### [Work required]
Return each line of the listing exactly as written.

*** Block opens ***

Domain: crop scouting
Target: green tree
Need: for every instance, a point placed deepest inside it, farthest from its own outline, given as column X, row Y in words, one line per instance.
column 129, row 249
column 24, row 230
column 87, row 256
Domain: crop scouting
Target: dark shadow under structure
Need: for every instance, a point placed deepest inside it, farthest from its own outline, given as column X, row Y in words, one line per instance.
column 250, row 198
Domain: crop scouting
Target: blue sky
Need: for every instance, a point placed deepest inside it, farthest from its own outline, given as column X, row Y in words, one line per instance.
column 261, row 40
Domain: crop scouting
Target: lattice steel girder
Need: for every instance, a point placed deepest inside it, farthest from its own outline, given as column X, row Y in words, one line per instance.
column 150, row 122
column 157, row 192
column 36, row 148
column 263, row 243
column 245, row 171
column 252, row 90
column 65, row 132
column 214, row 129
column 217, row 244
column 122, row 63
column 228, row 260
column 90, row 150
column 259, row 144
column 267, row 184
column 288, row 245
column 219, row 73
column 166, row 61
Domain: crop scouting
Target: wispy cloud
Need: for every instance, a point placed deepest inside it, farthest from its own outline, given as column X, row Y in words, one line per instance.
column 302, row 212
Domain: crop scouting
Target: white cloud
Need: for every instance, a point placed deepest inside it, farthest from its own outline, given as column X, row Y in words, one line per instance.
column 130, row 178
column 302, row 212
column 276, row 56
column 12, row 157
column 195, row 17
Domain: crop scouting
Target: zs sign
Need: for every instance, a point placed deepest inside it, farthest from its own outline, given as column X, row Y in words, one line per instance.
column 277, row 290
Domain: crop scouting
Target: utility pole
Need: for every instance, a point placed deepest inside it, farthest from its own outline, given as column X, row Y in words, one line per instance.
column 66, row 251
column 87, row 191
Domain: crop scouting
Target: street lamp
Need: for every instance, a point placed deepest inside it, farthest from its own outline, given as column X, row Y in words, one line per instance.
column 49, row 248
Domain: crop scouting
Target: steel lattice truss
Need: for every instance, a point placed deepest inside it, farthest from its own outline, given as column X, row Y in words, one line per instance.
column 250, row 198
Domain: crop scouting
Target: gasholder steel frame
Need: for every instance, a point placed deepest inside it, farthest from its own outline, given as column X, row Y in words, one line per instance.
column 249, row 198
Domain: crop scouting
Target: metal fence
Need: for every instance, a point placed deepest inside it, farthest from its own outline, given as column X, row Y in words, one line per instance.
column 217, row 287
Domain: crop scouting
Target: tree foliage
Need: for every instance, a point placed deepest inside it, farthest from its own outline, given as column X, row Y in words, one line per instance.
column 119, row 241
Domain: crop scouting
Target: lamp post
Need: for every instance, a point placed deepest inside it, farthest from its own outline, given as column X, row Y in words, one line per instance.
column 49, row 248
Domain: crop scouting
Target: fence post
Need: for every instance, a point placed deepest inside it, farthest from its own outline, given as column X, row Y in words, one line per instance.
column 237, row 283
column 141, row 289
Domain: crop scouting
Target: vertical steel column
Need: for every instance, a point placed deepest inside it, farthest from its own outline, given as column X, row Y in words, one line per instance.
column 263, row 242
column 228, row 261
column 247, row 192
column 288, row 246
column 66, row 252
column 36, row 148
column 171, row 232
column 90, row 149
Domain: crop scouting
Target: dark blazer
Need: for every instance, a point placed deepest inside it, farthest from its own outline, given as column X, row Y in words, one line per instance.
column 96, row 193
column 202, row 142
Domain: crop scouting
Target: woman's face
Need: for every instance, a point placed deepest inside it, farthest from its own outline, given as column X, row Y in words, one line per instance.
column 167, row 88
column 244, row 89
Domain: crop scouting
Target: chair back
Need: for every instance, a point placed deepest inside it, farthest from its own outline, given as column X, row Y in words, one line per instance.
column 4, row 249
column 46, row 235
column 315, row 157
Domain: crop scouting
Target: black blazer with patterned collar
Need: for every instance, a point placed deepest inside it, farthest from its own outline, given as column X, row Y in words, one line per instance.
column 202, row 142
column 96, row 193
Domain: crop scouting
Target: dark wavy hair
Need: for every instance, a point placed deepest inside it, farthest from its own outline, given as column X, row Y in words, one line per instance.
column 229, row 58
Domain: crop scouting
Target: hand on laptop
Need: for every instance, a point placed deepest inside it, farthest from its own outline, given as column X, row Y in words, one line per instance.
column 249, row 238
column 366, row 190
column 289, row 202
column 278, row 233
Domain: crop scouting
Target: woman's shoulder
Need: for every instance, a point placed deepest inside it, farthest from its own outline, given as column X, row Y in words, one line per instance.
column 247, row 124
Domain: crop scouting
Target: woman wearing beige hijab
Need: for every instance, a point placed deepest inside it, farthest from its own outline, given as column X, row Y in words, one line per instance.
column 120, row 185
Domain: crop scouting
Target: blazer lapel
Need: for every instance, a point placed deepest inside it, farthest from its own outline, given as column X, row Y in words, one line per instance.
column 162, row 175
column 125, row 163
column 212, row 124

*** Block closes ***

### [Response area]
Domain: crop scouting
Target: green tree
Need: for every instance, a point placed deepest inside it, farthest from its own outline, given as column X, row Y in words, one line per instance.
column 129, row 249
column 24, row 230
column 87, row 256
Domain: crop scouting
Target: dark shadow under structure
Need: for every instance, a point placed deepest inside it, farthest from its own outline, given as column X, row Y in words, one line per instance.
column 250, row 198
Domain: crop scouting
Target: blue sky
Need: for every instance, a point placed deepest inside it, farthest from its own outline, given as column X, row Y in words, one line per instance.
column 261, row 40
Domain: crop scouting
Target: lattice steel girder
Need: for every instance, a point placed deepest inside it, farthest from its own outline, given as column X, row Y in words, one line per instance.
column 150, row 122
column 157, row 192
column 36, row 148
column 263, row 243
column 245, row 171
column 252, row 90
column 65, row 132
column 214, row 129
column 217, row 244
column 122, row 63
column 228, row 260
column 90, row 150
column 259, row 144
column 267, row 184
column 288, row 245
column 219, row 73
column 166, row 61
Domain: crop scouting
Target: wispy cloud
Need: for every instance, a point placed deepest inside it, farthest from its own outline, given as column X, row Y in words, one line per instance.
column 302, row 212
Domain: crop scouting
Target: white cloud
Need: for every instance, a point placed deepest inside it, farthest from its own outline, given as column X, row Y in words, one line per instance.
column 130, row 178
column 302, row 212
column 276, row 56
column 12, row 157
column 195, row 17
Domain: crop scouting
Target: zs sign
Need: for every instance, a point placed deepest inside it, farthest from its own outline, given as column X, row Y in words, one line per instance.
column 277, row 290
Domain: crop scouting
Target: utility pole
Need: for every instance, a point placed deepest inside it, farthest from its own outline, given as column X, row Y in words, one line per instance.
column 66, row 251
column 87, row 191
Domain: crop scouting
Target: street lamp
Need: for every instance, a point placed deepest inside it, farthest from its own outline, given as column X, row Y in words, one line per instance.
column 49, row 248
Domain: crop scouting
Target: steel lattice truss
Need: for every instance, a point placed deepest inside it, farthest from its own outline, given as column X, row Y in words, one line per instance.
column 250, row 198
Domain: crop scouting
Target: gasholder steel frame
Need: for every instance, a point placed deepest inside it, farthest from its own outline, given as column X, row Y in words, one line per instance.
column 249, row 198
Domain: crop scouting
Target: metal fence
Need: for every instance, a point placed deepest inside it, farthest from its own outline, given as column X, row Y in words, one line per instance.
column 217, row 287
Domain: crop scouting
Target: tree foliage
Need: for every instance, a point placed deepest inside it, farthest from its own outline, given as column X, row Y in words, one line per instance.
column 119, row 241
Domain: crop scouting
Target: lamp post
Need: for every instance, a point placed deepest inside it, farthest from its own outline, given as column X, row Y in words, one line per instance.
column 49, row 248
Domain: crop scouting
Target: fence post
Need: for every instance, a point placed deepest inside it, farthest from its own outline, given as column X, row Y in words, one line per instance.
column 237, row 283
column 141, row 289
Domain: crop scouting
Target: vertical steel column
Need: for every instance, a point placed deepest inside it, farthest from its own outline, given as column X, row Y in words, one line per instance.
column 263, row 242
column 228, row 261
column 247, row 192
column 288, row 246
column 66, row 252
column 36, row 148
column 171, row 232
column 90, row 149
Domain: crop scouting
Target: dark blazer
Need: for every instance, a point placed deepest inside it, farthest from its own outline, given as column X, row Y in words, one line per instance.
column 96, row 193
column 202, row 142
Domain: crop scouting
Target: woman's face
Need: for every instance, a point placed deepest inside it, farthest from its own outline, given as column X, row Y in words, one line per instance.
column 167, row 88
column 244, row 89
Domain: crop scouting
Target: chair back
Need: for every instance, a point placed deepest inside it, farthest from its own outline, given as column X, row Y in words, one line per instance.
column 4, row 249
column 46, row 235
column 315, row 157
Domain: crop scouting
Target: black blazer with patterned collar
Need: for every instance, a point placed deepest inside it, farthest from its own outline, given as column X, row Y in words, one line per instance.
column 202, row 142
column 96, row 193
Domain: crop scouting
Target: dark wavy hair
Need: for every instance, a point placed deepest inside it, farthest from its own outline, given as column X, row Y in words, one line per instance.
column 229, row 58
Domain: crop scouting
Target: hand on laptop
Need: for every instance, a point placed deepest inside it, farthest from its own outline, given as column X, row Y in words, one line per instance.
column 249, row 238
column 366, row 190
column 289, row 202
column 278, row 233
Domain: crop scouting
Target: woman's shoulder
Need: for every instance, a point placed deepest inside it, farthest from its own outline, given as column X, row Y in words, one line per instance.
column 247, row 124
Domain: crop scouting
Target: woman wearing beige hijab
Need: for every instance, a point placed deepest inside it, farthest from its own outline, given as column X, row Y in words, one line per instance.
column 120, row 185
Domain: crop scouting
Target: blazer lapel
Need: for every instance, a point placed deepest inside it, farthest from its own outline, given as column X, row Y in words, one line per instance.
column 162, row 175
column 125, row 163
column 212, row 124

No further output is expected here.